> _Written instruction_: Extract the records in full, leaving every picture out.
* Start Exercise inputs *
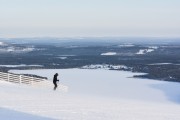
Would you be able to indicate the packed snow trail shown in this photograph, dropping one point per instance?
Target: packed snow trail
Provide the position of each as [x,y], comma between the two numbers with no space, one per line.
[134,99]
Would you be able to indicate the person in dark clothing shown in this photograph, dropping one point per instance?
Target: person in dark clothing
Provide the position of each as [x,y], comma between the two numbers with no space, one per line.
[55,81]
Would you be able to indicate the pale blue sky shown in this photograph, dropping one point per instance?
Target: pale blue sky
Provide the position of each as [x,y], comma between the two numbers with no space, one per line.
[68,18]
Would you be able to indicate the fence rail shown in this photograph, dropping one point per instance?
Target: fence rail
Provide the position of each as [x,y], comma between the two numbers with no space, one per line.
[28,80]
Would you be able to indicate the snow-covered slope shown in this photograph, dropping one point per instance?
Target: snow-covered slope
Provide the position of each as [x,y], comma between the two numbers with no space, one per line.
[93,95]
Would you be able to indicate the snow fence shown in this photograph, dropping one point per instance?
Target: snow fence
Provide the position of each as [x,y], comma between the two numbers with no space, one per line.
[28,80]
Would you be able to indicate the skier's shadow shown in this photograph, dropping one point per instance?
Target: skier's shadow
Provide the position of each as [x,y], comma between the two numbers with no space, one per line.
[170,89]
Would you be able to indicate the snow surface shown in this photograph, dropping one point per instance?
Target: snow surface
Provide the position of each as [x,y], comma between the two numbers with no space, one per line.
[105,66]
[109,53]
[93,95]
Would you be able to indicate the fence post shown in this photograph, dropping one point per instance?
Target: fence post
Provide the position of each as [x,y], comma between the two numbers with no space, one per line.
[19,79]
[32,80]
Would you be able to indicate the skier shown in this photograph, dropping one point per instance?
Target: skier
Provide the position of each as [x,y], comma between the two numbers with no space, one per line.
[55,81]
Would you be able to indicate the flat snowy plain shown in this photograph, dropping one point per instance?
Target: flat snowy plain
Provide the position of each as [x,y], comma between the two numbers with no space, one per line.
[92,95]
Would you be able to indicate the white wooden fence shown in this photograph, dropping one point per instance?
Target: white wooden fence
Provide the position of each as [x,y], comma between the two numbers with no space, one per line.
[34,81]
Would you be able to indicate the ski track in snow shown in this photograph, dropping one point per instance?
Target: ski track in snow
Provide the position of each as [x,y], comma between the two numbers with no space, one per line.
[93,95]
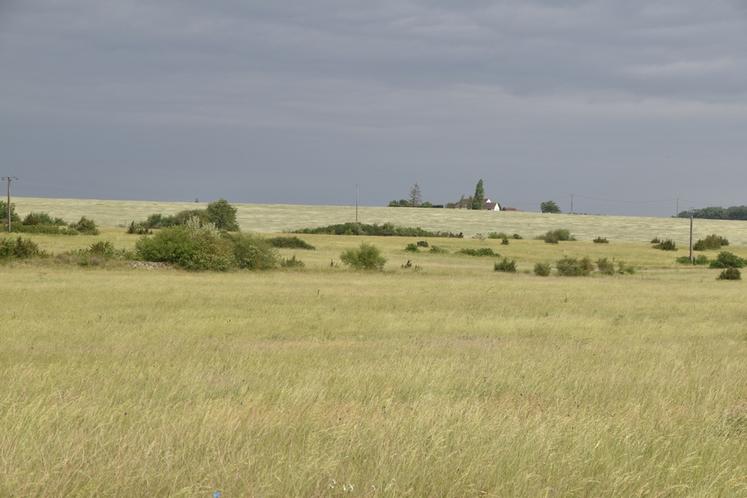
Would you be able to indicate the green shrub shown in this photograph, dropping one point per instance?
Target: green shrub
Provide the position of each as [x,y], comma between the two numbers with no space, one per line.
[14,218]
[85,226]
[292,262]
[481,251]
[725,259]
[572,267]
[365,257]
[606,266]
[138,229]
[191,247]
[666,245]
[710,242]
[505,265]
[223,215]
[558,235]
[730,274]
[290,243]
[45,229]
[251,252]
[385,230]
[18,248]
[542,269]
[497,235]
[700,259]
* End Exercise inputs *
> _Response to this task_:
Would you be able to indicate the packed snow trail shown in this photograph, dropping one point per instance?
Target: packed snow trail
Provide the position of each as [x,y], comma between the two numbers with no space, one per line.
[134,99]
Would you be able to indicate the person in dark clothing shown in this photograph, dropping one point per instance?
Target: person in dark clothing
Provide the position of each as [x,y], comma between the two numbers with no space, one per line.
[55,81]
Would you be able to indicate the pale blue sky shown in this photograph, dropping one point per instance?
Target: pale blue sky
Provide the position of each as [x,y], comma between the two numbers with no space, one per line.
[68,18]
Would you be able to indicate the fence rail shown in this photograph, dropping one point per instance?
Target: fence rail
Provide the position of each as [x,y], comma between the two numbers with no space, one per line.
[28,80]
Would you be able to indicate the snow-covered slope shown in this photograph, dropping one point per instance?
Target: snow-covered slope
Provide the position of each as [x,y], comma between the two numbers with no space, one per line.
[93,95]
Would you be able to indicate the snow fence shown in this photograph, dropping one point per instance?
Target: snow fence
Provide the position of each as [x,y], comma between the two numbers with no space, one per line.
[28,80]
Would you be able to indicate the skier's shadow shown in this photograph, dropping one point per instance?
Target: skier's shadow
Provide the position of each as [x,y], comma between the two numbers with no space, one per line.
[170,89]
Would you be able to indicate the snow surface shown in this photograph, dropping one point per instance?
Target: snow surface
Provide the position of each as [x,y], comma between the two numbers with no space, one per line.
[105,66]
[109,53]
[93,95]
Would you be able to indicate the fence post shown in this photograph, dropping one point per instance?
Target: fence post
Provide the position of each as [x,y], comma between the two numbers with no space, one per line.
[19,79]
[32,80]
Would you be able to indicate the skier shown in this photograph, dropping one point per instance?
Target: skier
Provide the position of each as [x,y], comma between the two numbers with no space, one per line.
[55,81]
Would you be able to indicate the flat snowy plain shown in this photograph, dropping one point per instance?
Target: flat snowy plain
Provide the position of each as [x,y], comma between the two numbers with no space, one per line.
[92,95]
Would you be able to indicate the white wooden fence shown in this photograph, dropping one point per instance?
Target: white wooden fence
Provide the position of each as [x,y], comma between the two numbers with no space, one per line.
[34,81]
Would you be able to indicate the ski track in snow shown in this photograph, dropping one point per instance?
Target: ski track in snow
Provide the position of each as [x,y], comma between the two numbers with no space, one per line.
[93,95]
Would you be able to indicate the green shrub shown in this photograph, dropping one point per instance?
Target: green shrub
Provide the position of each as [x,y], comma between the two numbers with no space, one per line.
[14,218]
[85,226]
[292,262]
[481,251]
[725,259]
[572,267]
[365,257]
[606,266]
[138,229]
[191,247]
[666,245]
[710,242]
[505,265]
[223,215]
[558,235]
[730,274]
[290,243]
[45,229]
[251,252]
[385,230]
[18,248]
[542,269]
[497,235]
[700,259]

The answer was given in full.